THE TASK — Write out the listing below without alteration, omitting its pictures.

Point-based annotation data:
+++++

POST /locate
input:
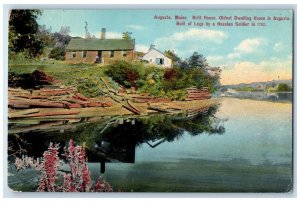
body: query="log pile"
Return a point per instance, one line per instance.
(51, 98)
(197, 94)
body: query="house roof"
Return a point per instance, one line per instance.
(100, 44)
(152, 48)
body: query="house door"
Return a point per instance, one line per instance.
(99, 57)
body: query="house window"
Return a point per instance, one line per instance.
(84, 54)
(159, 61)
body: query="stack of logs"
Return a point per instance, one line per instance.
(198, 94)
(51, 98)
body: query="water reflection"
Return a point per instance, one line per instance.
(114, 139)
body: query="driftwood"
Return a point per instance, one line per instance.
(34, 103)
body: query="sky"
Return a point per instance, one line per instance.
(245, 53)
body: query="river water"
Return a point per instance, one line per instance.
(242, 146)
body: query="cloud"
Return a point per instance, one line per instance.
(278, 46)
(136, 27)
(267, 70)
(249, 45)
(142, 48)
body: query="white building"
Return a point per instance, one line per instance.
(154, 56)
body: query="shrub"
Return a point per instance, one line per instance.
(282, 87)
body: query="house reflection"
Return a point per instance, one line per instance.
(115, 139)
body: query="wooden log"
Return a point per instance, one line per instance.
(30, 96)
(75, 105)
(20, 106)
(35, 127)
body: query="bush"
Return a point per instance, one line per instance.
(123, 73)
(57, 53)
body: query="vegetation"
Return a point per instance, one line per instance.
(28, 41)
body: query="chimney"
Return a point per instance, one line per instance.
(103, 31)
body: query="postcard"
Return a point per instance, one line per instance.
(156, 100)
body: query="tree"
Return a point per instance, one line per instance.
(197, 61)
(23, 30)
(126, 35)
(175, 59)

+++++

RESULT OF THIS EXERCISE —
POST /locate
input:
body: query="log pile"
Return a point per instance, one line per instance.
(51, 98)
(197, 94)
body: query="house roof"
Return a point per instance, one line per instance.
(100, 44)
(152, 48)
body: query="house door"
Return a point per instance, one line per instance.
(99, 57)
body: query="house window"
Return a point per instance, one line per instance.
(84, 54)
(159, 61)
body: query="stack of logs"
Return a point per instance, one line per instance.
(198, 94)
(51, 98)
body: query="water reflection"
Return a point per instance, one line per instance.
(114, 139)
body: query="driftwood"
Return a point per instance, one line per instance.
(34, 103)
body: query="sky"
Return a point per instance, one line per instance.
(245, 53)
body: query="river water"
Return a point per instance, one line per instance.
(242, 146)
body: query="cloud"
Return a point per instance, one line per instance.
(278, 46)
(136, 27)
(267, 70)
(249, 45)
(142, 48)
body: query="white building"
Return a point per instance, one line per instance.
(154, 56)
body: query="shrub"
Return a point per instance, one line per instance.
(282, 87)
body: query="house reflection"
Return a point per instance, one line per instance.
(115, 139)
body: query="wooden log"
Return a point per instance, one line per instance.
(30, 96)
(75, 105)
(20, 106)
(35, 127)
body: query="bush"
Return a point per instance, one line per instance.
(123, 73)
(57, 53)
body: query="vegetation"
Return a point per instance, one line per instance.
(28, 41)
body: query="chimney"
Return a point per instance, one line per instance.
(103, 31)
body: query="postcard"
Return a point per instance, one line per instance.
(156, 100)
body: query="tree"
Return a point per instance, one line per instance.
(197, 61)
(23, 30)
(126, 35)
(175, 59)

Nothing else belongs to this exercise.